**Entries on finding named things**
++++++

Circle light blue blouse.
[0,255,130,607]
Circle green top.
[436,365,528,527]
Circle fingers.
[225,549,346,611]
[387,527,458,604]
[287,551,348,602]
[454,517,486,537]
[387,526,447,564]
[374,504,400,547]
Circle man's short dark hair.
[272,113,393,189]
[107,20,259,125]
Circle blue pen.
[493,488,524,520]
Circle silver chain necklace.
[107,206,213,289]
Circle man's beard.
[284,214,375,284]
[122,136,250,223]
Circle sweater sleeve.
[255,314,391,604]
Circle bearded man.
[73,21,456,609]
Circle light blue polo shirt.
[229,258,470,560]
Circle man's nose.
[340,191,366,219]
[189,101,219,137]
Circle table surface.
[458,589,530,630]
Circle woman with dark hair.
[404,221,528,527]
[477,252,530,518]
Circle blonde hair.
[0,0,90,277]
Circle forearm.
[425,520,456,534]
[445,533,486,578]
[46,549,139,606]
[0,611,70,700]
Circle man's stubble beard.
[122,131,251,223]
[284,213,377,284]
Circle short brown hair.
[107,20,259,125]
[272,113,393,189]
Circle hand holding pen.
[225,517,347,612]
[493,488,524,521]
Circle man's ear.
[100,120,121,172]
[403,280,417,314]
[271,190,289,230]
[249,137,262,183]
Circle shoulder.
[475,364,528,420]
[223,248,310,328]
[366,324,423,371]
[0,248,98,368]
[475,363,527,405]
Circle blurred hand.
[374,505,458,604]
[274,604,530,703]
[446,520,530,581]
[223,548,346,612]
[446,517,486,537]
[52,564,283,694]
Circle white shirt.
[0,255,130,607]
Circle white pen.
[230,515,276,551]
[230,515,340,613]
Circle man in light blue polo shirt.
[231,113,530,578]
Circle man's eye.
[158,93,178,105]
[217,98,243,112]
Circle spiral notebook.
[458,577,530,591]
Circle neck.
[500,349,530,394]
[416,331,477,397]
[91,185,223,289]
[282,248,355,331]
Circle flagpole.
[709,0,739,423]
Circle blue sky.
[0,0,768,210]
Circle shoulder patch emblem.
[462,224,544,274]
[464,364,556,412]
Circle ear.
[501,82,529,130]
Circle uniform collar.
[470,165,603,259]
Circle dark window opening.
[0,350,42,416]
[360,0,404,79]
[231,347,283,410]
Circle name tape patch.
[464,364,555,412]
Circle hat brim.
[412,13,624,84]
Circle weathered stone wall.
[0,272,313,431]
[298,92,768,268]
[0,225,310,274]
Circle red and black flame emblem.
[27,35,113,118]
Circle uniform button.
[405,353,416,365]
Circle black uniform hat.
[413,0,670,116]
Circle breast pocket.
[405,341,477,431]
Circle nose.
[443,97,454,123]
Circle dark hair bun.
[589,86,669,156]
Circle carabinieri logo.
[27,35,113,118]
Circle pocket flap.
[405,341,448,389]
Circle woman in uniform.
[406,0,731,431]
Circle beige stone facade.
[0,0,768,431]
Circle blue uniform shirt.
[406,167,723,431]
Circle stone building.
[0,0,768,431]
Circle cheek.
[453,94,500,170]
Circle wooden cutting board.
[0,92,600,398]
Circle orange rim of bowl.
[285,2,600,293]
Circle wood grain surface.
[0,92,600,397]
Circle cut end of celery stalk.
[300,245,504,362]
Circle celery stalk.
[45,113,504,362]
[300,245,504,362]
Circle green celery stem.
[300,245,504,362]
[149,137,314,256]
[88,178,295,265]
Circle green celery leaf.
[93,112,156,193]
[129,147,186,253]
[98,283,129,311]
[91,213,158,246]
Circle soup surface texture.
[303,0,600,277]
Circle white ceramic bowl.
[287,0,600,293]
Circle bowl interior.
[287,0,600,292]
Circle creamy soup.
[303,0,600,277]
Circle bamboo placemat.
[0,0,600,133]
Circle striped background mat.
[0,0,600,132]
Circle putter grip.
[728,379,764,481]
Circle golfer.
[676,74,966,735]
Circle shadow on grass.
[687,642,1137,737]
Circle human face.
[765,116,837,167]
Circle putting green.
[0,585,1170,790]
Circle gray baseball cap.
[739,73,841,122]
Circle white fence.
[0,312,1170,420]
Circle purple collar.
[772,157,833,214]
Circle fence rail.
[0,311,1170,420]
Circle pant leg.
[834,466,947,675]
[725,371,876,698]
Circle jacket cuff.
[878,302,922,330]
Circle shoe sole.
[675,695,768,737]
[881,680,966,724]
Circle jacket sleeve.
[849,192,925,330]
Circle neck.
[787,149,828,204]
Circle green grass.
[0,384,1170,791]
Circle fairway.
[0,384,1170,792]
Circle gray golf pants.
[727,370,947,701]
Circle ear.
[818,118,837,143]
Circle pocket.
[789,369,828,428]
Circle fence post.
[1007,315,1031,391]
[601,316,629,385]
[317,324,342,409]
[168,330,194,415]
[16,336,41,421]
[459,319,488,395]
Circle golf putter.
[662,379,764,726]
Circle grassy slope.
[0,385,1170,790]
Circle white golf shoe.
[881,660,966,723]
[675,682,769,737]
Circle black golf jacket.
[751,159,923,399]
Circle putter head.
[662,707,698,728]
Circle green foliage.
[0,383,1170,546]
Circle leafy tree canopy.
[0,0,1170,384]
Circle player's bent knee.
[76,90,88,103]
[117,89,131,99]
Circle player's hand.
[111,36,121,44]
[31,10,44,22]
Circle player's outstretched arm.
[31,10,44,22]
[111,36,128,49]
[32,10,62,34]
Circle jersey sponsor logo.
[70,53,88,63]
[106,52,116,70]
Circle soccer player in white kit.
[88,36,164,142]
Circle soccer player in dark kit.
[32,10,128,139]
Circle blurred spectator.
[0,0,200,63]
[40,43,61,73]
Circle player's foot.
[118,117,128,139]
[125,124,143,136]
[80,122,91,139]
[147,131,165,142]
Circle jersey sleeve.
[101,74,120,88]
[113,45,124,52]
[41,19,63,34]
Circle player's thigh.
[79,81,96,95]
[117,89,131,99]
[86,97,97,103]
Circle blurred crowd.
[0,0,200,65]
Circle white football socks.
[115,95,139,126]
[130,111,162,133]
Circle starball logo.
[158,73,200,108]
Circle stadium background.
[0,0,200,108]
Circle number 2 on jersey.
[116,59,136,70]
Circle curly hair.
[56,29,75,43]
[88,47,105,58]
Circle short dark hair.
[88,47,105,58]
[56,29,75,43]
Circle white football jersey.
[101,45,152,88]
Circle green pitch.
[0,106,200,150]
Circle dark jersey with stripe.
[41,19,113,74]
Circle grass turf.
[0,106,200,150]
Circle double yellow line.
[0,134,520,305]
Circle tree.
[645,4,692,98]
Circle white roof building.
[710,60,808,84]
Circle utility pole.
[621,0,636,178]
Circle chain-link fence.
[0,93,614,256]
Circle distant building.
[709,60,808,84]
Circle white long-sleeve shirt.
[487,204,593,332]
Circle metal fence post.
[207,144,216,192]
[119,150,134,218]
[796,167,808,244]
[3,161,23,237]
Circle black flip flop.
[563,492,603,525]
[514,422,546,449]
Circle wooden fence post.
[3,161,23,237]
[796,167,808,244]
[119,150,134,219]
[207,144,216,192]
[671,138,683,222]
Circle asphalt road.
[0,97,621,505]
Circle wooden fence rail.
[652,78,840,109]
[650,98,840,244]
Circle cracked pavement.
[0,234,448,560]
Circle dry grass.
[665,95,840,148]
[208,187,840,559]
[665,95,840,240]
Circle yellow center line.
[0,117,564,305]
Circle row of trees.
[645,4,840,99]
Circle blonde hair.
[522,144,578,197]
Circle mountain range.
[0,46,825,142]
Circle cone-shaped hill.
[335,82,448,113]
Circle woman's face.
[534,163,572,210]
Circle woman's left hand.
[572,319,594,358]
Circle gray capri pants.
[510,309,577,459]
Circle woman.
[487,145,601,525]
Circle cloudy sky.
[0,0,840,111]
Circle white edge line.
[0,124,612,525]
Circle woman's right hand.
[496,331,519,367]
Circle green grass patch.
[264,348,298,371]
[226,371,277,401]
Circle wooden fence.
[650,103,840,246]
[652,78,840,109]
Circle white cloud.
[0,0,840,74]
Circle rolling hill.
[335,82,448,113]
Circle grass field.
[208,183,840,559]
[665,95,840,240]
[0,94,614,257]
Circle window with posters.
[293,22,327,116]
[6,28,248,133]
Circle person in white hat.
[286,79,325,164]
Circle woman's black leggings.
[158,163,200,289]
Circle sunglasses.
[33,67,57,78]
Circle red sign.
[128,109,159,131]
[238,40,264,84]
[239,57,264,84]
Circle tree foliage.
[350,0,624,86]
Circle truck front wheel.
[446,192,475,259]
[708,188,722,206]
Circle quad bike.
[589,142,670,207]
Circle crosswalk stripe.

++++++

**Problem**
Rewrite the items from the line holding "Circle gray capri pants." through the line holding "[0,0,840,74]", inclusive. Replace "wooden fence" with "picket fence" and leave everything else unchanged.

**Result for this exercise**
Circle gray capri pants.
[510,309,577,459]
Circle woman.
[487,145,601,525]
Circle cloudy sky.
[0,0,840,111]
Circle white edge line.
[0,124,612,525]
Circle woman's right hand.
[496,331,519,367]
Circle green grass patch.
[264,348,298,371]
[226,371,277,401]
Circle picket fence.
[650,103,840,246]
[652,78,840,109]
Circle white cloud.
[0,0,840,74]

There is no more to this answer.